» **Named region outline listing**:
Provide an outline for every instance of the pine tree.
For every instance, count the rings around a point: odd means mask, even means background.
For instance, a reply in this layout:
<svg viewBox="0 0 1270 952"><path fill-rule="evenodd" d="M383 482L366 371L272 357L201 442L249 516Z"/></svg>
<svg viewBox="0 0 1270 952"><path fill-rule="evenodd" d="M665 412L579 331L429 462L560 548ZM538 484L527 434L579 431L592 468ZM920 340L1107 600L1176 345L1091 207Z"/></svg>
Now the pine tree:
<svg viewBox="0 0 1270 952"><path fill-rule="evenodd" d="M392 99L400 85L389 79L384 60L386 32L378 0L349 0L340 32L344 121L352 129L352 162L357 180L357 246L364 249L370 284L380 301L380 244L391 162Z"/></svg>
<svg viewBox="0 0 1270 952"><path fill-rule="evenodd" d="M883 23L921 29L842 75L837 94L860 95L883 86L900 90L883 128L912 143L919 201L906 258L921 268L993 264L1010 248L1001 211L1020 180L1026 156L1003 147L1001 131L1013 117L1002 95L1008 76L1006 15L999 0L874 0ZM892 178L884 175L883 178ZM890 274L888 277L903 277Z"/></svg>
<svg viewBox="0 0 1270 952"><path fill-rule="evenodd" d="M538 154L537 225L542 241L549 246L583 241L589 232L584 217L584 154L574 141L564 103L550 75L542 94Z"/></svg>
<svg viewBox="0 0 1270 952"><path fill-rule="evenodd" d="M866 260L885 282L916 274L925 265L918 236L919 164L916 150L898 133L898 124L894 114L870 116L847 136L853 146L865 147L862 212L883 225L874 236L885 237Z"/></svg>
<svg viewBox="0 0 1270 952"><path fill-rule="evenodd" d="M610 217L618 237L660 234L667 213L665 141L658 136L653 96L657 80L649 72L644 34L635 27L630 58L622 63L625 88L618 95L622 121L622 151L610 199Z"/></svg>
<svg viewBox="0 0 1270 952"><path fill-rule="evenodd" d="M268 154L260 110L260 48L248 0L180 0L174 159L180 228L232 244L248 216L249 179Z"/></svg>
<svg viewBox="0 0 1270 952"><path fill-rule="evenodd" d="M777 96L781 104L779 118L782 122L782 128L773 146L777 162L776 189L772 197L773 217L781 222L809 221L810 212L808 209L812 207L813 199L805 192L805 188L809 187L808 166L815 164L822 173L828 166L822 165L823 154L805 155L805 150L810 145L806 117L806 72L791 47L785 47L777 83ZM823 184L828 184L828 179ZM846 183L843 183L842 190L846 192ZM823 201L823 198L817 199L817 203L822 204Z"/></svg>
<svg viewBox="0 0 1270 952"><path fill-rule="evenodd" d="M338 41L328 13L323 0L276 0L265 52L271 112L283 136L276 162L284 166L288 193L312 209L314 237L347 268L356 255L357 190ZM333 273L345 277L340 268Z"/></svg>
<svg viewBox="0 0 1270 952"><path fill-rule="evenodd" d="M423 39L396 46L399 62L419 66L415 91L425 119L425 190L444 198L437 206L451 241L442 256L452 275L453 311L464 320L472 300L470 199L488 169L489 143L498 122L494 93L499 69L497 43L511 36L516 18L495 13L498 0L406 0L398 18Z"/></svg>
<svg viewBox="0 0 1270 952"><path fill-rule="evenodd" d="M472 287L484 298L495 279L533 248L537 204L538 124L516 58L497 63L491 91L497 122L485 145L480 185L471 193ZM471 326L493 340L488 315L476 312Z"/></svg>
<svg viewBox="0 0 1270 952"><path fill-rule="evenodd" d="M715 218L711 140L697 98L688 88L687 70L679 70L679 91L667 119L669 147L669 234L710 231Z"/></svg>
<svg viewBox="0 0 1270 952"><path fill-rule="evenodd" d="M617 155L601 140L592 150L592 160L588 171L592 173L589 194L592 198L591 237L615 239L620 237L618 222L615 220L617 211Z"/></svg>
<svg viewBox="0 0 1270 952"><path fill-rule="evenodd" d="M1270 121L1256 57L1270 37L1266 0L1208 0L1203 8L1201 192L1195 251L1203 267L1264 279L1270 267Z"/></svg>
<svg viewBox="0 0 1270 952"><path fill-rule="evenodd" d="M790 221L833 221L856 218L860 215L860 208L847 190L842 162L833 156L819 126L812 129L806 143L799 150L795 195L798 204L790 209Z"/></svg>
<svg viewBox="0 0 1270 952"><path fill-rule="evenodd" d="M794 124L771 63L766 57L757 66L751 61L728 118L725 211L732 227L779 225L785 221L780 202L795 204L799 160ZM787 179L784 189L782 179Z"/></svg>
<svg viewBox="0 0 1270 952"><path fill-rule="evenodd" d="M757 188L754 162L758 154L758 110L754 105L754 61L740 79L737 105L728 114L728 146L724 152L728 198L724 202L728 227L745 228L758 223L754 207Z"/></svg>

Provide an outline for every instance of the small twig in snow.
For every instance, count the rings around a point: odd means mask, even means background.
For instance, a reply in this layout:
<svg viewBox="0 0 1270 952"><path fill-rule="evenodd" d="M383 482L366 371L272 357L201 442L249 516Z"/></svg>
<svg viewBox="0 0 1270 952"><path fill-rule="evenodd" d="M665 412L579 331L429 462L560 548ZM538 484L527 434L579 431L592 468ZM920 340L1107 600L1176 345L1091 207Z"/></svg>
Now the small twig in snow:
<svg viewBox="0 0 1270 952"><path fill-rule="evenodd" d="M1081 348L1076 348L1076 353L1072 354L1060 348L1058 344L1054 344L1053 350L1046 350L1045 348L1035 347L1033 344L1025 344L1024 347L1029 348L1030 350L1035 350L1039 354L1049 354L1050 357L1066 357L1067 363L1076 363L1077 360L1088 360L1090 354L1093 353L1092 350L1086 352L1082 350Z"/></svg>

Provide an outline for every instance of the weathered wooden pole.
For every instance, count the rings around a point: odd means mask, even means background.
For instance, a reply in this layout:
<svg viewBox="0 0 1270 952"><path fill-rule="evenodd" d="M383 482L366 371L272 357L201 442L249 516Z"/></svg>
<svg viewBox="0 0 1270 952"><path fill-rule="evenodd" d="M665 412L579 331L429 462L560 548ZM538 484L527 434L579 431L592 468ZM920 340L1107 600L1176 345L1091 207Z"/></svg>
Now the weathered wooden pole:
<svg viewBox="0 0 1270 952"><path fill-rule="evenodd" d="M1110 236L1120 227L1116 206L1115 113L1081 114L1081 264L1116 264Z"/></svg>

» **DO THIS**: Return every line of the listing above verbatim, without changing any character.

» **ANSWER FOR THE TASK**:
Provide an outline for every instance of the pine tree.
For every instance, count the rings around a point: odd means mask, even means background.
For instance, a reply in this layout:
<svg viewBox="0 0 1270 952"><path fill-rule="evenodd" d="M383 482L366 371L272 357L201 442L249 516Z"/></svg>
<svg viewBox="0 0 1270 952"><path fill-rule="evenodd" d="M665 412L579 331L429 462L560 548ZM538 484L527 434L579 431L592 468ZM920 340L1107 600L1176 345L1091 207Z"/></svg>
Now the pine tree:
<svg viewBox="0 0 1270 952"><path fill-rule="evenodd" d="M392 99L400 85L389 79L384 60L386 32L378 0L349 0L340 32L344 121L352 129L352 162L357 180L357 246L364 249L370 284L380 301L380 244L391 162Z"/></svg>
<svg viewBox="0 0 1270 952"><path fill-rule="evenodd" d="M883 23L921 29L842 75L837 94L860 95L883 86L900 90L883 128L912 143L919 201L906 258L921 268L993 264L1010 248L1001 211L1020 180L1026 156L1003 147L1001 131L1013 117L1002 95L1008 76L1006 15L999 0L874 0ZM892 178L884 175L883 178ZM890 274L888 277L903 277Z"/></svg>
<svg viewBox="0 0 1270 952"><path fill-rule="evenodd" d="M538 154L537 225L542 241L549 246L583 241L589 232L584 217L584 154L574 141L564 103L550 75L542 94Z"/></svg>
<svg viewBox="0 0 1270 952"><path fill-rule="evenodd" d="M866 260L885 282L916 274L925 265L918 236L919 164L916 150L898 133L898 124L894 114L870 116L847 136L853 146L865 147L862 212L883 225L874 236L885 237Z"/></svg>
<svg viewBox="0 0 1270 952"><path fill-rule="evenodd" d="M610 217L618 237L660 234L667 213L665 141L658 136L653 96L657 80L649 72L644 34L635 27L630 58L622 63L625 88L618 95L622 121L622 151L610 199Z"/></svg>
<svg viewBox="0 0 1270 952"><path fill-rule="evenodd" d="M268 154L260 110L260 48L248 0L180 0L174 159L180 228L232 244L248 216L249 179Z"/></svg>
<svg viewBox="0 0 1270 952"><path fill-rule="evenodd" d="M777 96L781 104L779 118L782 122L782 128L773 146L777 162L776 189L772 197L773 217L781 222L809 221L810 212L808 209L812 207L813 199L805 192L805 188L809 187L808 166L815 164L822 173L828 166L822 165L823 154L805 155L805 150L810 145L806 117L806 72L791 47L785 47L777 83ZM823 184L828 184L828 179ZM846 183L843 183L842 190L846 192ZM823 201L823 198L817 199L817 203L822 204Z"/></svg>
<svg viewBox="0 0 1270 952"><path fill-rule="evenodd" d="M338 41L328 13L323 0L276 0L265 52L271 112L283 136L276 162L284 166L288 193L312 209L314 237L347 268L356 255L357 190ZM333 273L345 277L340 268Z"/></svg>
<svg viewBox="0 0 1270 952"><path fill-rule="evenodd" d="M423 39L396 46L399 62L419 66L415 91L425 119L425 190L444 198L437 206L451 241L442 256L452 275L453 311L464 320L472 300L470 199L488 169L489 143L498 122L494 93L499 69L497 43L511 36L516 18L495 13L498 0L406 0L398 18Z"/></svg>
<svg viewBox="0 0 1270 952"><path fill-rule="evenodd" d="M472 287L484 298L495 279L533 248L537 204L538 124L516 58L497 63L491 91L497 122L485 145L480 185L471 193ZM471 326L493 340L488 315L476 312Z"/></svg>
<svg viewBox="0 0 1270 952"><path fill-rule="evenodd" d="M715 218L711 140L697 98L688 88L687 70L679 70L679 91L667 119L669 147L669 234L710 231Z"/></svg>
<svg viewBox="0 0 1270 952"><path fill-rule="evenodd" d="M617 155L601 140L592 150L592 160L588 171L592 173L589 194L592 198L591 237L615 239L620 237L618 222L615 220L617 211Z"/></svg>
<svg viewBox="0 0 1270 952"><path fill-rule="evenodd" d="M1270 121L1256 57L1270 37L1266 0L1208 0L1203 8L1201 192L1195 251L1203 267L1264 279L1270 267Z"/></svg>
<svg viewBox="0 0 1270 952"><path fill-rule="evenodd" d="M790 221L833 221L856 218L860 215L860 208L847 190L842 162L833 156L819 126L812 129L806 143L799 150L795 195L798 204L790 209Z"/></svg>
<svg viewBox="0 0 1270 952"><path fill-rule="evenodd" d="M794 124L771 63L766 57L757 66L751 61L728 118L725 211L732 227L779 225L785 221L780 202L795 204L799 160ZM787 179L784 189L782 179Z"/></svg>
<svg viewBox="0 0 1270 952"><path fill-rule="evenodd" d="M757 188L754 162L758 154L758 110L754 105L754 61L740 79L737 105L728 114L728 146L724 152L728 198L724 202L728 227L745 228L758 223L754 207Z"/></svg>

Provide an outline for every instance of the small twig in snow.
For every instance, count the rings around a point: odd means mask, even means background.
For instance, a reply in this layout:
<svg viewBox="0 0 1270 952"><path fill-rule="evenodd" d="M383 482L366 371L272 357L201 442L249 516Z"/></svg>
<svg viewBox="0 0 1270 952"><path fill-rule="evenodd" d="M665 412L579 331L429 462L560 548ZM538 484L527 434L579 431L592 468ZM920 340L1107 600L1176 345L1091 207Z"/></svg>
Now the small twig in snow:
<svg viewBox="0 0 1270 952"><path fill-rule="evenodd" d="M1081 348L1076 348L1076 353L1072 354L1060 348L1058 344L1054 344L1053 350L1046 350L1045 348L1035 347L1033 344L1025 344L1024 347L1029 348L1030 350L1035 350L1039 354L1049 354L1050 357L1066 357L1067 363L1076 363L1077 360L1088 360L1090 354L1093 353L1092 350L1086 352L1082 350Z"/></svg>

Provide an outline for every instance of the weathered wooden pole.
For every instance, count the rings around a point: odd means mask, even means background.
For instance, a reply in this layout:
<svg viewBox="0 0 1270 952"><path fill-rule="evenodd" d="M383 482L366 371L272 357L201 442L249 516Z"/></svg>
<svg viewBox="0 0 1270 952"><path fill-rule="evenodd" d="M665 412L579 331L429 462L560 548ZM538 484L527 434L579 431L592 468ZM920 340L1107 600L1176 345L1091 207Z"/></svg>
Now the weathered wooden pole:
<svg viewBox="0 0 1270 952"><path fill-rule="evenodd" d="M1110 236L1120 227L1116 206L1115 113L1081 114L1081 264L1116 264Z"/></svg>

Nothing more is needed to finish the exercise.